■ DOCUMENT SECTION
House Pandemic Bill Has Amtrak, Transit Funding

A bill unveiled this week by Democrats in the U.S. House of Representatives this week contains emergency air for public transit, Amtrak and the airlines.

Although the bill, named the Heroes Act, is expected to get a vote this week, some political observers don’t expect the Senate to vote on it. Instead the Senate might consider its own COVID-19 relief bill.

The House bill contains $2.2 trillion in emergency spending, including $2.4 billion for Amtrak.

Amtrak would receive $1.4 billion for the Northeast Corridor and $1 billion for the national network.

The bill allocates $569 million to help states and commuter rail providers pay Amtrak for state-supported route and commuter rail use of Amtrak’s Northeast Corridor.

Public transit would receive $32 billion, which includes $28.5 billion for operating assistance grants.

The American Public Transportation Association said in a statement that under the terms of the House bill the funding for public transit is to be directed to payroll and transit operations.

APTA said the funding, if approved by Congress and President Trump, would when combined with earlier approved CARES Act aid equal 100 percent of agencies’ operating expenses.

Also allocated by the bill is $2.5 billion for Capital Investment Grants for transit project sponsors with non-federal financial commitments and $10 billion for emergency relief grants for public transit agencies that require additional assistance to maintain operations.

The bill also contains $25 billion for airlines to save jobs through next March.

Airlines have been grabbing headlines in the past couple months by announcing massive layoffs and service cancellations once their CARES Act funding expires today (Sept. 30).

The House bill would extend $3 billion in payroll support for airline contractors as originally approved in March and $300 million to cargo airlines.

It also includes $13.5 billion in economic relief to airports and $75 million to preserve passenger air service for smaller communities.

■ EXPLORE THE MATERIAL
a: Using the article on the House pandemic bill, decide whether each statement agrees with it, answering yes or no and quoting the words that settle it. (i) Amtrak would get $1.4 billion for the Northeast Corridor. (ii) Observers expect the Senate to vote on the Heroes Act. (iii) Cargo airlines would receive $3 billion.
b: Based on the article on the House pandemic bill, explain what the $569 million allocation is meant to pay for.
c: Answer these questions from the article on the House pandemic bill.
(i) How much emergency spending does the House bill contain in total?
(ii) How much of the public transit money is for operating assistance grants?
(iii) How much would go to preserving passenger air service for smaller communities?
The entries that follow come from a different source than the article above.

■ DATA TO EXAMINE
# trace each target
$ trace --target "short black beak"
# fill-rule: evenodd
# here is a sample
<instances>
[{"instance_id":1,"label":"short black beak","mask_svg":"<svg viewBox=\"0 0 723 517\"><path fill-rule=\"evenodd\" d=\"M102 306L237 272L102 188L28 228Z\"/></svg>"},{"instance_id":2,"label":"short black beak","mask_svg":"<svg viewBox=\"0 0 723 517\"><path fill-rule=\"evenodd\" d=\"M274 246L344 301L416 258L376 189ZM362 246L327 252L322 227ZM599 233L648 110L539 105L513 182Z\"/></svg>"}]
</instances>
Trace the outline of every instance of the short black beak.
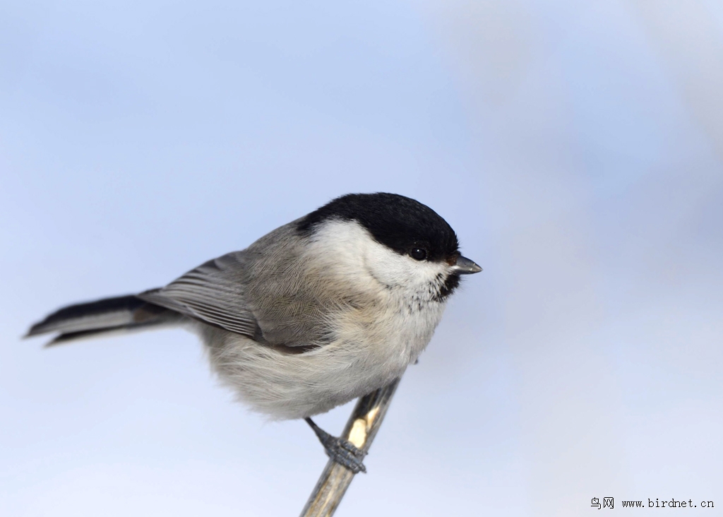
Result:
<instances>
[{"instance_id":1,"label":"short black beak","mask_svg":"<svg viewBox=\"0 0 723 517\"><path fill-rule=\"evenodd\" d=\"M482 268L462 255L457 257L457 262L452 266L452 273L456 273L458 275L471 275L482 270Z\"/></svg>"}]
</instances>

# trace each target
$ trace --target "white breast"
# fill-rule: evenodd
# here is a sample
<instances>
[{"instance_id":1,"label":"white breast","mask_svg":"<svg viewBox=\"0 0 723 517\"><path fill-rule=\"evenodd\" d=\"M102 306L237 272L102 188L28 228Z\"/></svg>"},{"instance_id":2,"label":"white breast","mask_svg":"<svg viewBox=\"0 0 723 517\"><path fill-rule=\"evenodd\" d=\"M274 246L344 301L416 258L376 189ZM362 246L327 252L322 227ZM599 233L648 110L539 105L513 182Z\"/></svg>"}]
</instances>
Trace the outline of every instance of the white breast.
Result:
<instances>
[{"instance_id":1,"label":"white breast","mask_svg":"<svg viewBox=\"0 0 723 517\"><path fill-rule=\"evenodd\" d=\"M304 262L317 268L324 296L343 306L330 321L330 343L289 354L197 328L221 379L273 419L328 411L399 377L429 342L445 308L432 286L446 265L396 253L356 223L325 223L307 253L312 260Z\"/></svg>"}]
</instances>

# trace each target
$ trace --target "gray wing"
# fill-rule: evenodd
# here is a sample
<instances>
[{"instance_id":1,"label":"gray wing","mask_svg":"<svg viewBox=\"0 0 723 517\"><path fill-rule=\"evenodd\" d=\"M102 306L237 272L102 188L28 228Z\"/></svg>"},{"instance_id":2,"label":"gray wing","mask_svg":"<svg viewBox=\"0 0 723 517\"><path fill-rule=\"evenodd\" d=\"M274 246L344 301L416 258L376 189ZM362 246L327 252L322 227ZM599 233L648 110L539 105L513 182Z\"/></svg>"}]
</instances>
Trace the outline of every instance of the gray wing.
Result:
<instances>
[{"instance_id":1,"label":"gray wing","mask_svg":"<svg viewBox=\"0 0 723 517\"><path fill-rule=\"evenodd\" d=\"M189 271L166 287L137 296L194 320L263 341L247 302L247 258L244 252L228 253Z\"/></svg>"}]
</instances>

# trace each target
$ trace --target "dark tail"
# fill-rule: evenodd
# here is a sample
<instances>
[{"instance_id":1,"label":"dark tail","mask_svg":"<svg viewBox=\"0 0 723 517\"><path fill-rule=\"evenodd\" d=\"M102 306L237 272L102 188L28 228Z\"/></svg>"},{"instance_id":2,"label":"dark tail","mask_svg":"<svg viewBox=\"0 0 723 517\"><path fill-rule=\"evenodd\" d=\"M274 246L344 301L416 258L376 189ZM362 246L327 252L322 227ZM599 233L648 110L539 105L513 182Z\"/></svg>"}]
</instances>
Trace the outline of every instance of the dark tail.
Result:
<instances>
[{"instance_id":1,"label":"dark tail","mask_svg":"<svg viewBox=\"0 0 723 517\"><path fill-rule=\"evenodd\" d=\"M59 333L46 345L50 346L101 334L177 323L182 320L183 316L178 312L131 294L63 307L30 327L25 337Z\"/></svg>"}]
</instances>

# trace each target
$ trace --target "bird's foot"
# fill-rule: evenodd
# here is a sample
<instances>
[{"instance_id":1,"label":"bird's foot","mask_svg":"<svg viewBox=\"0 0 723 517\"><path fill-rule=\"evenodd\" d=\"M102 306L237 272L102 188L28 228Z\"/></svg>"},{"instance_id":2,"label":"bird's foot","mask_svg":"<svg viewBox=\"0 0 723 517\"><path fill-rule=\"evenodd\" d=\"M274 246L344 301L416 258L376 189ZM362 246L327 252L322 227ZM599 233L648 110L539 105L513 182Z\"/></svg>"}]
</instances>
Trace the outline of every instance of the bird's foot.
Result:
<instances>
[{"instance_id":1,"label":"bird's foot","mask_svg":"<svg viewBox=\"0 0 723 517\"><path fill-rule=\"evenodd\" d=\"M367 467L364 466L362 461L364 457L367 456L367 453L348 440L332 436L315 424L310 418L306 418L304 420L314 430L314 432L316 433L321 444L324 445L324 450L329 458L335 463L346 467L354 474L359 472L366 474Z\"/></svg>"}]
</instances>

■ ANSWER SECTION
a:
(i) Yes: "Amtrak would receive $1.4 billion for the Northeast Corridor and $1 billion for the national network."
(ii) No: "some political observers don’t expect the Senate to vote on it."
(iii) No: "$300 million to cargo airlines."

b: The $569 million would help states and commuter rail providers pay Amtrak. The payments are for state-supported routes and for commuter rail use of Amtrak's Northeast Corridor.

c:
(i) $2.2 trillion
(ii) $28.5 billion
(iii) $75 million